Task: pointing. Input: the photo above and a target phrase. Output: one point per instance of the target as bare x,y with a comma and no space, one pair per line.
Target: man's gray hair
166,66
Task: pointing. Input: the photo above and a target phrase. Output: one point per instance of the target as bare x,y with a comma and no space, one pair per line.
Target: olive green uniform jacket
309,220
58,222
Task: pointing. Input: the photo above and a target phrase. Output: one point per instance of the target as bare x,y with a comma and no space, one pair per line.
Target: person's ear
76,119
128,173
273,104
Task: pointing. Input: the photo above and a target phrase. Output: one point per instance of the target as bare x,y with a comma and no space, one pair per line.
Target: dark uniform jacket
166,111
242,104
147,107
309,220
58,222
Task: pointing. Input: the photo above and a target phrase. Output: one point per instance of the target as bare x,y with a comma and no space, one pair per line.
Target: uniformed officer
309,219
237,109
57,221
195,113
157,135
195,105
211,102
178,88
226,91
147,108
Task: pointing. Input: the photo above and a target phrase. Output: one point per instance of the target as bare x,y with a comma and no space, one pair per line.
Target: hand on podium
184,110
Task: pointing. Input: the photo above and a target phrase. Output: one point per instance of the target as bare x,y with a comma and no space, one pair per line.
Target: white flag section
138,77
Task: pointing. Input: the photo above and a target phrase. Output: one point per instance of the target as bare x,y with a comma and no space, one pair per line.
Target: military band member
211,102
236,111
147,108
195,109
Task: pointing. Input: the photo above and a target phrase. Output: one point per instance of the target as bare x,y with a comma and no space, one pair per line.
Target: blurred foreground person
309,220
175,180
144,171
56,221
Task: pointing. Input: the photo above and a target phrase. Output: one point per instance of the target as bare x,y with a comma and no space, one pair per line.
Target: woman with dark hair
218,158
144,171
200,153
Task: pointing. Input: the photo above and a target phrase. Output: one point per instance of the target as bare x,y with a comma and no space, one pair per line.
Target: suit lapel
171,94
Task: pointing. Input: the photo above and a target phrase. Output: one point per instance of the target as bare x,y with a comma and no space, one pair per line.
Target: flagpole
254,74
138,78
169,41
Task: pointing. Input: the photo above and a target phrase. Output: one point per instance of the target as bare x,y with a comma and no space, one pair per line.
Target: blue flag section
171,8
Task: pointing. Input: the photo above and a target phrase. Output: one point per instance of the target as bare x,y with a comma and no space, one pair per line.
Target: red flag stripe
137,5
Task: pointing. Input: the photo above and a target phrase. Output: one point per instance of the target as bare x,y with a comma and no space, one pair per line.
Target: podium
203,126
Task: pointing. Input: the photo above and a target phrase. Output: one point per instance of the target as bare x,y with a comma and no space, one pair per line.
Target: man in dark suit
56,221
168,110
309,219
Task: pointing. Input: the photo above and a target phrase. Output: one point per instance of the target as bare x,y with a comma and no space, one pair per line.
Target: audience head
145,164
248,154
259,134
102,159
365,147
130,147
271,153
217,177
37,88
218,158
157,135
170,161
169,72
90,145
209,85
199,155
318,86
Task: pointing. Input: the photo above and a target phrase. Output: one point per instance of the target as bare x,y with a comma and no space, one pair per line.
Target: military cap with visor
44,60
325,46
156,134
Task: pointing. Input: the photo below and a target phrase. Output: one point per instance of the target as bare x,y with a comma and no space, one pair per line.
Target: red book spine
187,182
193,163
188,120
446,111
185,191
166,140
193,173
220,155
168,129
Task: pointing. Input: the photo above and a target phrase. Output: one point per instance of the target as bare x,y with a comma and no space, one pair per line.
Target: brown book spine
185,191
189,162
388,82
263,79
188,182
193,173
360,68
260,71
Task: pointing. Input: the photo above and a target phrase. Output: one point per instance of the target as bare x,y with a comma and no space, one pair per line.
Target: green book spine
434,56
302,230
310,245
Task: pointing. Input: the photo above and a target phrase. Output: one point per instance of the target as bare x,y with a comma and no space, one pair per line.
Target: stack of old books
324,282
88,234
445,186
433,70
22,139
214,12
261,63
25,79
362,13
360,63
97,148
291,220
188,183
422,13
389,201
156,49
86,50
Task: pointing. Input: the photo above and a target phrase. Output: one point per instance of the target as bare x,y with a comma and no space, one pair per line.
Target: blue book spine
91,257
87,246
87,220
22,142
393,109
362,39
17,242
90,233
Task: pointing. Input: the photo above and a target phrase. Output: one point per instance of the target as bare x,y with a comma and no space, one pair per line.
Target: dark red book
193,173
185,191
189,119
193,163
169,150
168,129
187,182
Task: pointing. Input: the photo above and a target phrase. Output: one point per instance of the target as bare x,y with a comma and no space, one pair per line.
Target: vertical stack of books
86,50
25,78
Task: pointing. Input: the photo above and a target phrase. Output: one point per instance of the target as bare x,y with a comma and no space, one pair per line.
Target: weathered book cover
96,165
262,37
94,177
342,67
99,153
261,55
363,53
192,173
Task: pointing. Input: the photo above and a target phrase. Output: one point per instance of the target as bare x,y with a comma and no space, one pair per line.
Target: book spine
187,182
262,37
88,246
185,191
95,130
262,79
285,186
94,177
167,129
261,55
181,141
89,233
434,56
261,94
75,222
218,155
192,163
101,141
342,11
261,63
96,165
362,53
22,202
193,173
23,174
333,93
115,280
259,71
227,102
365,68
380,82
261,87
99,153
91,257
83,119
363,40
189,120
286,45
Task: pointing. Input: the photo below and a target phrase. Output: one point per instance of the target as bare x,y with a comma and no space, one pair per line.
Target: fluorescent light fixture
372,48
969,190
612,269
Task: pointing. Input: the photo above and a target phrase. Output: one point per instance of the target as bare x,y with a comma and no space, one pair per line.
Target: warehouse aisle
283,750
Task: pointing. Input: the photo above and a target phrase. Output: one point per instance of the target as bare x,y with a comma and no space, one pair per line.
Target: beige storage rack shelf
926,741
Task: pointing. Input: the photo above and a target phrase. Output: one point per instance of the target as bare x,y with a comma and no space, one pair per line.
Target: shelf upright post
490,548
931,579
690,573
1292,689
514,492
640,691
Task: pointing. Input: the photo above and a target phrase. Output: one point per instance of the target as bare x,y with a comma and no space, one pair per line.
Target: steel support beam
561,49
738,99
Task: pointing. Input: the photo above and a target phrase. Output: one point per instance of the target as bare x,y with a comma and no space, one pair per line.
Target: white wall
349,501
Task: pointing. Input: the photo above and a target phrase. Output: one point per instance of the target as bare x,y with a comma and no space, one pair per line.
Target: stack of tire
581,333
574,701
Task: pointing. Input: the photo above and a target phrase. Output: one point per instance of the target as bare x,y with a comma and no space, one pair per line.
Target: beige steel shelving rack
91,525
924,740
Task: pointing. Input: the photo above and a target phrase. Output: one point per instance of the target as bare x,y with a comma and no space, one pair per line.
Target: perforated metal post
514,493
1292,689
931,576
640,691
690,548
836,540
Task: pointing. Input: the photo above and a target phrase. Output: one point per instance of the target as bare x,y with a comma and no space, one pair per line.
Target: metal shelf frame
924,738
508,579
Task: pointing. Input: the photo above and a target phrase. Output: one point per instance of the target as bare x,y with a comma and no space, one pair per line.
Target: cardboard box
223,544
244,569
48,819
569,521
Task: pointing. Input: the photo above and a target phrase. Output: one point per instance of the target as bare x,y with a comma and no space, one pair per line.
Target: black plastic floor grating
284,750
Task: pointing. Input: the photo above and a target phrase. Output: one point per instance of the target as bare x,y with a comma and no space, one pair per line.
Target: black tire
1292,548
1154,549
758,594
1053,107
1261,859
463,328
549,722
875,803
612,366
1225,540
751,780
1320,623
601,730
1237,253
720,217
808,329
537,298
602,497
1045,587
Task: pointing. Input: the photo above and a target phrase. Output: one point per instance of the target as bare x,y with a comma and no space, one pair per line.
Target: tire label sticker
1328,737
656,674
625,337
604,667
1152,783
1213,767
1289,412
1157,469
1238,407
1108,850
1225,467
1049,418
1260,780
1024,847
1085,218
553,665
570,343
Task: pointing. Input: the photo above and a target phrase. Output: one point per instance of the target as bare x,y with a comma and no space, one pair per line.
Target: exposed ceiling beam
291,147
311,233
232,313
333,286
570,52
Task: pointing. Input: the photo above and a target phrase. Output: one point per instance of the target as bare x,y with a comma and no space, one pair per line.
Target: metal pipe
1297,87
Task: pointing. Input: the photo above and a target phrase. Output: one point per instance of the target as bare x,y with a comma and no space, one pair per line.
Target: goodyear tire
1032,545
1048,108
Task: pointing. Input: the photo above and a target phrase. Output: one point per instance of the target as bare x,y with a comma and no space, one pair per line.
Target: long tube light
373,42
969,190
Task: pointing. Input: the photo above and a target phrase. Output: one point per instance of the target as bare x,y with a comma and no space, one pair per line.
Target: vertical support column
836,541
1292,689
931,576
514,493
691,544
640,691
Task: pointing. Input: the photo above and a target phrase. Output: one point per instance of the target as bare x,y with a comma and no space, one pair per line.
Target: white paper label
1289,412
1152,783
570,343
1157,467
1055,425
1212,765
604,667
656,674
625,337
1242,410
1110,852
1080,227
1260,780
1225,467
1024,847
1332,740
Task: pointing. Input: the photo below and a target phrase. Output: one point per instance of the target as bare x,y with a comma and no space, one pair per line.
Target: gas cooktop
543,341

● ● ●

» GOAL
From the records above, pull out every line that contains the word "jacket" and list those lines.

» FULL ANSWER
Target: olive green uniform jacket
Target: dark uniform jacket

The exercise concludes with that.